▸ Exercise aim
Copy out, word for word, the stretch of the listing below from the line containing "identify each newel" through the line containing "top-left (201, 111), bottom-right (214, 199)", including both of those lines.

▸ Information given

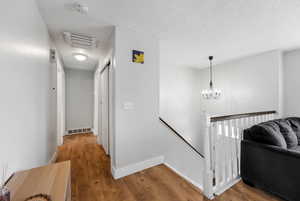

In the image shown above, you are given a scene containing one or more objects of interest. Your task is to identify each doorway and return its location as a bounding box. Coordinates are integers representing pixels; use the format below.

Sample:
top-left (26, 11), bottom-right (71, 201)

top-left (99, 61), bottom-right (110, 155)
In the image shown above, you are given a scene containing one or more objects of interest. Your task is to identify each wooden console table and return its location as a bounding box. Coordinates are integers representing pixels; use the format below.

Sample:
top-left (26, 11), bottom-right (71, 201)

top-left (6, 161), bottom-right (71, 201)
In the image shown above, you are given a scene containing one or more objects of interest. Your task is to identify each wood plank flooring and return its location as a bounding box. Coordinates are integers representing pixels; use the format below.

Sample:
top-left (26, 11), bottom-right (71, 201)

top-left (57, 134), bottom-right (280, 201)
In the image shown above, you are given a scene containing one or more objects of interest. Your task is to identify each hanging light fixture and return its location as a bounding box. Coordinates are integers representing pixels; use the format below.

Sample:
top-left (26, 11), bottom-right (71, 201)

top-left (201, 56), bottom-right (221, 99)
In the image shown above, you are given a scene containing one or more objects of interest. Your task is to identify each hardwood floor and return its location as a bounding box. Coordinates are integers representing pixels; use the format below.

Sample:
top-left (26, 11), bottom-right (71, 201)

top-left (57, 134), bottom-right (279, 201)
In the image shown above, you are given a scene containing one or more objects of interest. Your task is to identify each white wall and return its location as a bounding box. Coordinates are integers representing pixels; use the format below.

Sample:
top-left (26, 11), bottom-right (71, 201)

top-left (56, 55), bottom-right (66, 145)
top-left (161, 122), bottom-right (204, 189)
top-left (114, 27), bottom-right (163, 169)
top-left (199, 51), bottom-right (282, 116)
top-left (160, 48), bottom-right (282, 153)
top-left (0, 0), bottom-right (56, 177)
top-left (283, 50), bottom-right (300, 117)
top-left (160, 65), bottom-right (201, 150)
top-left (65, 68), bottom-right (94, 130)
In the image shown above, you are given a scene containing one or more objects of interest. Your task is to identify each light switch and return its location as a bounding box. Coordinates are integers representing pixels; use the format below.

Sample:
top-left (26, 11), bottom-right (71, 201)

top-left (123, 102), bottom-right (134, 110)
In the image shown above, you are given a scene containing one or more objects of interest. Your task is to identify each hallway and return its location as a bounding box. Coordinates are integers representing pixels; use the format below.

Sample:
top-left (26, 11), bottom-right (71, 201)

top-left (57, 134), bottom-right (203, 201)
top-left (57, 134), bottom-right (280, 201)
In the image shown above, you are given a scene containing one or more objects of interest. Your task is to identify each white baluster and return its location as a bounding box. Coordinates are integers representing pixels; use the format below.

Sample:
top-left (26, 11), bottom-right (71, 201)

top-left (201, 112), bottom-right (214, 199)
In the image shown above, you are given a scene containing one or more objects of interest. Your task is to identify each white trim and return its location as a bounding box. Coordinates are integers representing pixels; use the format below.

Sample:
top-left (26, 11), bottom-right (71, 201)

top-left (215, 177), bottom-right (241, 195)
top-left (164, 162), bottom-right (203, 191)
top-left (48, 151), bottom-right (57, 164)
top-left (112, 156), bottom-right (164, 179)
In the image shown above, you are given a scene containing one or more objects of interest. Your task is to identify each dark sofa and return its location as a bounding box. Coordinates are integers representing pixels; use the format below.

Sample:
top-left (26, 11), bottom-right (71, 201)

top-left (241, 117), bottom-right (300, 201)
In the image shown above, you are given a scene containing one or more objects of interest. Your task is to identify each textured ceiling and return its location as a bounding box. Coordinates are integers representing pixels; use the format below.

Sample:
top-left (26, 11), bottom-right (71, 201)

top-left (38, 0), bottom-right (113, 70)
top-left (39, 0), bottom-right (300, 67)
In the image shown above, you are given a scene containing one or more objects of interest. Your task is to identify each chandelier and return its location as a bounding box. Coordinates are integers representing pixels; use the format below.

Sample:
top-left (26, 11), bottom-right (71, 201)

top-left (201, 56), bottom-right (221, 99)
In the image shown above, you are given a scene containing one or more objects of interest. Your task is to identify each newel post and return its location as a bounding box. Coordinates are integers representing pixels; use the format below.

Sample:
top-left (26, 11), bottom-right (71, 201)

top-left (201, 111), bottom-right (214, 199)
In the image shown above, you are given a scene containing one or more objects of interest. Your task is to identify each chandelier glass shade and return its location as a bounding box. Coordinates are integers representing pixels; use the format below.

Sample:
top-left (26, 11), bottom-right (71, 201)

top-left (201, 56), bottom-right (221, 99)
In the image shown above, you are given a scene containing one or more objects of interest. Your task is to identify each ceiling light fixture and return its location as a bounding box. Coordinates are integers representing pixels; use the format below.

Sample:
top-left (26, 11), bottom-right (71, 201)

top-left (201, 56), bottom-right (221, 99)
top-left (73, 53), bottom-right (88, 61)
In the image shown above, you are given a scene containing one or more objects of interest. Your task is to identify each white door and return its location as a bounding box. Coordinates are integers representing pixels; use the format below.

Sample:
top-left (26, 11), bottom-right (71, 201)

top-left (100, 67), bottom-right (109, 155)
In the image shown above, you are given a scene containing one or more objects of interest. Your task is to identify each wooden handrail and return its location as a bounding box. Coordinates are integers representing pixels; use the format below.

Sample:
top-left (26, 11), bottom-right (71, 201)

top-left (210, 110), bottom-right (276, 122)
top-left (159, 117), bottom-right (204, 158)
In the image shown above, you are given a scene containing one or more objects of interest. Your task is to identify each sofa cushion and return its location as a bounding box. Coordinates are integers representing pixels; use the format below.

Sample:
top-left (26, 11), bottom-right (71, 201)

top-left (290, 145), bottom-right (300, 153)
top-left (286, 117), bottom-right (300, 144)
top-left (274, 119), bottom-right (298, 148)
top-left (247, 121), bottom-right (287, 149)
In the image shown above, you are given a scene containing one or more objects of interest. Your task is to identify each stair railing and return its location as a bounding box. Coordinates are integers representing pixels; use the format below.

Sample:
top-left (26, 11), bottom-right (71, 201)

top-left (201, 111), bottom-right (276, 199)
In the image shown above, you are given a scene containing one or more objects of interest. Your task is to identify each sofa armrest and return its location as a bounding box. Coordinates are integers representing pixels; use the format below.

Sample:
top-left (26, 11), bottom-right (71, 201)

top-left (241, 140), bottom-right (300, 200)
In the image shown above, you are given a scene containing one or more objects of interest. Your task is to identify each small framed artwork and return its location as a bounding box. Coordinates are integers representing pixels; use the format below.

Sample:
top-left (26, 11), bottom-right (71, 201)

top-left (132, 50), bottom-right (144, 64)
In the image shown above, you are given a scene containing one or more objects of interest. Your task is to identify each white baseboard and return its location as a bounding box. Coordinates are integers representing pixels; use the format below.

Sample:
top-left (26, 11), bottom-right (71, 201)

top-left (164, 162), bottom-right (203, 191)
top-left (48, 151), bottom-right (57, 164)
top-left (216, 177), bottom-right (241, 195)
top-left (112, 156), bottom-right (164, 179)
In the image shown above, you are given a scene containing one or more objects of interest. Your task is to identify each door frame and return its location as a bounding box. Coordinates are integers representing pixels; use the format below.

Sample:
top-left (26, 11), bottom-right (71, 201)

top-left (98, 60), bottom-right (111, 155)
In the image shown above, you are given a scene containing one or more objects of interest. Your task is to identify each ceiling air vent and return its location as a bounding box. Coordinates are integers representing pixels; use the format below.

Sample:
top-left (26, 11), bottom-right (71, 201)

top-left (49, 49), bottom-right (56, 63)
top-left (63, 32), bottom-right (97, 49)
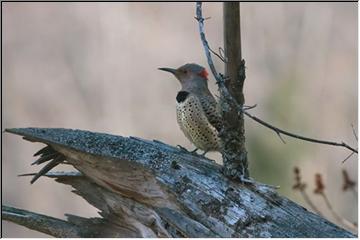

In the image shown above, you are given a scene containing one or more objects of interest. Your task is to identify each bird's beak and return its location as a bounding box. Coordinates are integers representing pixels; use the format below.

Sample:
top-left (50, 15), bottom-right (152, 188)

top-left (158, 68), bottom-right (177, 75)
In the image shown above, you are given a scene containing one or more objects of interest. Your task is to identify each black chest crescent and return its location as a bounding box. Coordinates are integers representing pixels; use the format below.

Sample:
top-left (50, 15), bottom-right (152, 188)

top-left (176, 91), bottom-right (190, 103)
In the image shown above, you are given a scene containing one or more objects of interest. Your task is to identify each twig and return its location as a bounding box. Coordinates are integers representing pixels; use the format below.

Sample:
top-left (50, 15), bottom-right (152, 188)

top-left (351, 124), bottom-right (358, 141)
top-left (341, 152), bottom-right (355, 163)
top-left (342, 169), bottom-right (358, 199)
top-left (293, 167), bottom-right (324, 217)
top-left (195, 2), bottom-right (358, 157)
top-left (219, 47), bottom-right (228, 62)
top-left (314, 173), bottom-right (357, 231)
top-left (239, 108), bottom-right (358, 153)
top-left (209, 47), bottom-right (225, 62)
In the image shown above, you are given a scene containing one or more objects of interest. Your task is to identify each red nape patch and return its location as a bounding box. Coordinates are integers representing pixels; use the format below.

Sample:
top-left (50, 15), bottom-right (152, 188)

top-left (199, 69), bottom-right (209, 79)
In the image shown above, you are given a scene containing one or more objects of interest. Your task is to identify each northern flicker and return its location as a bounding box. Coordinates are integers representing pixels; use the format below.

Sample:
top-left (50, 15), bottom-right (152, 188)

top-left (159, 63), bottom-right (222, 154)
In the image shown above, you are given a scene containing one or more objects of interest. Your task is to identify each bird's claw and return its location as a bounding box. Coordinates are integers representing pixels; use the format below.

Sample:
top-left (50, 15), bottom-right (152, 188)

top-left (176, 145), bottom-right (198, 155)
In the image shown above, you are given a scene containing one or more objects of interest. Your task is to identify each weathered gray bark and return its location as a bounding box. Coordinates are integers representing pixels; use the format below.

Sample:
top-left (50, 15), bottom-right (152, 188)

top-left (220, 2), bottom-right (249, 179)
top-left (2, 128), bottom-right (355, 237)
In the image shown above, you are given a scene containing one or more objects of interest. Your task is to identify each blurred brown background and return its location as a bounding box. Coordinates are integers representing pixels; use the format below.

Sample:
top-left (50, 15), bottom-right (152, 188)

top-left (2, 2), bottom-right (358, 237)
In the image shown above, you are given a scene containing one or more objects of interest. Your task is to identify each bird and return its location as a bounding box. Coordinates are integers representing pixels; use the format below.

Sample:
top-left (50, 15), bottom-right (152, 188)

top-left (159, 63), bottom-right (222, 155)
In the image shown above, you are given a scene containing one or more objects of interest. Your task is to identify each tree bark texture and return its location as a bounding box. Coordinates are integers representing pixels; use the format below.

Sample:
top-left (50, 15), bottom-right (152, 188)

top-left (220, 2), bottom-right (249, 178)
top-left (2, 128), bottom-right (355, 237)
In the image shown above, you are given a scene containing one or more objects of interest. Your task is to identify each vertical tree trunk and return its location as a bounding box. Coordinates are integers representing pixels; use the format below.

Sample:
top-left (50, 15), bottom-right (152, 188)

top-left (220, 2), bottom-right (249, 178)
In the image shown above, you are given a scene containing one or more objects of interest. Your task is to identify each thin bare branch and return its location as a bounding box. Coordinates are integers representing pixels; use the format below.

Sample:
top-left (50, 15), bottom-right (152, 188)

top-left (351, 124), bottom-right (358, 141)
top-left (209, 45), bottom-right (225, 62)
top-left (314, 173), bottom-right (357, 231)
top-left (341, 152), bottom-right (355, 163)
top-left (239, 108), bottom-right (358, 153)
top-left (195, 2), bottom-right (358, 158)
top-left (292, 167), bottom-right (324, 217)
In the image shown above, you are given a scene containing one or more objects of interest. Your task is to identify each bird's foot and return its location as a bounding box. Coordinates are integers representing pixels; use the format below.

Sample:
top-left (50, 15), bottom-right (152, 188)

top-left (176, 145), bottom-right (198, 155)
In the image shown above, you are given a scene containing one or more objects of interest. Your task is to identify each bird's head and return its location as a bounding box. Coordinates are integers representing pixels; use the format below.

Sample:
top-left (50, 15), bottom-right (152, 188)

top-left (159, 63), bottom-right (209, 89)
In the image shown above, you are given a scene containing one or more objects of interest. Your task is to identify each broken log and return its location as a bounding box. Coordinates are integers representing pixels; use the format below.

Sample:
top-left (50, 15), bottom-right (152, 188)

top-left (2, 128), bottom-right (355, 237)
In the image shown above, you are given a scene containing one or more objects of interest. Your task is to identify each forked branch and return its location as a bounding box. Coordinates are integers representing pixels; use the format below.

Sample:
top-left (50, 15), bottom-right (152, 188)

top-left (195, 2), bottom-right (358, 157)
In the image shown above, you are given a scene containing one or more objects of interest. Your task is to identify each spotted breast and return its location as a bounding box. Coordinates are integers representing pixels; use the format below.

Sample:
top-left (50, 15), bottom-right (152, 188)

top-left (176, 91), bottom-right (220, 152)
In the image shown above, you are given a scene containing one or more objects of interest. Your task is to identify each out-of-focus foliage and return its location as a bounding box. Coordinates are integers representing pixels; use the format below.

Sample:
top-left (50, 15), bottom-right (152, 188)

top-left (2, 2), bottom-right (358, 237)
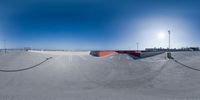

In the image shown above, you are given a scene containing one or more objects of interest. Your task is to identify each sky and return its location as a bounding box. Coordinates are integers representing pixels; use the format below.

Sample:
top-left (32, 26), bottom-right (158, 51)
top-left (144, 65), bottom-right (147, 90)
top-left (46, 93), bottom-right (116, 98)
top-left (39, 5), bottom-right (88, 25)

top-left (0, 0), bottom-right (200, 50)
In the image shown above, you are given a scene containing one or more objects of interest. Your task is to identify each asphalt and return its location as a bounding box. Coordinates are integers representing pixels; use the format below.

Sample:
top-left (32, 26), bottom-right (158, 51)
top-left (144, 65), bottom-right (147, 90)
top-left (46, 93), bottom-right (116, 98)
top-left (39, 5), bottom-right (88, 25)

top-left (0, 52), bottom-right (200, 100)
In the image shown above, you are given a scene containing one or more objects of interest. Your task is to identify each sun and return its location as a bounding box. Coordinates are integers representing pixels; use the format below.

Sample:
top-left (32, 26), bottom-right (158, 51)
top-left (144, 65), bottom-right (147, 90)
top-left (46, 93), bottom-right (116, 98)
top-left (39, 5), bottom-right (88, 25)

top-left (158, 32), bottom-right (165, 39)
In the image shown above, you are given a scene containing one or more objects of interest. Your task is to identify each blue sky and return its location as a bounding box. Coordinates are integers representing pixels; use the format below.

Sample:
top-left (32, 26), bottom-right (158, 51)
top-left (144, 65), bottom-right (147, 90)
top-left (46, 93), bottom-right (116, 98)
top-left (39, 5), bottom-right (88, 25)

top-left (0, 0), bottom-right (200, 49)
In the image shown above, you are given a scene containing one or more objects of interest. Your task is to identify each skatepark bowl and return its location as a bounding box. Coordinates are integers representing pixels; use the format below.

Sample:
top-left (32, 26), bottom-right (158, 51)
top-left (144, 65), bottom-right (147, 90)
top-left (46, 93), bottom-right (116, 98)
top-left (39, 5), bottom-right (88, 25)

top-left (0, 51), bottom-right (200, 100)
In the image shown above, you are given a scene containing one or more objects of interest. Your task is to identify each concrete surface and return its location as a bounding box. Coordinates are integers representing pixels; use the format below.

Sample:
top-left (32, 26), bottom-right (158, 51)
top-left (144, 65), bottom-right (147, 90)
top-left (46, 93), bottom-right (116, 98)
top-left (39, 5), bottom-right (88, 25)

top-left (0, 52), bottom-right (200, 100)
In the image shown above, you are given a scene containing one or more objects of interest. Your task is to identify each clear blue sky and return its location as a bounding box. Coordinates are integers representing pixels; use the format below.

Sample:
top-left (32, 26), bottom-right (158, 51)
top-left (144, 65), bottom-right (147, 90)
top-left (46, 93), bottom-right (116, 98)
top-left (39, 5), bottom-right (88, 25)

top-left (0, 0), bottom-right (200, 49)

▸ Solution to this exercise
In the image shown above, you are given a scene containing one or more objects of interest. Your task is to identify each newel post and return its location as a bounding box. Coordinates are integers representing pixels; use the format below.

Sample:
top-left (26, 11), bottom-right (71, 201)

top-left (201, 111), bottom-right (214, 199)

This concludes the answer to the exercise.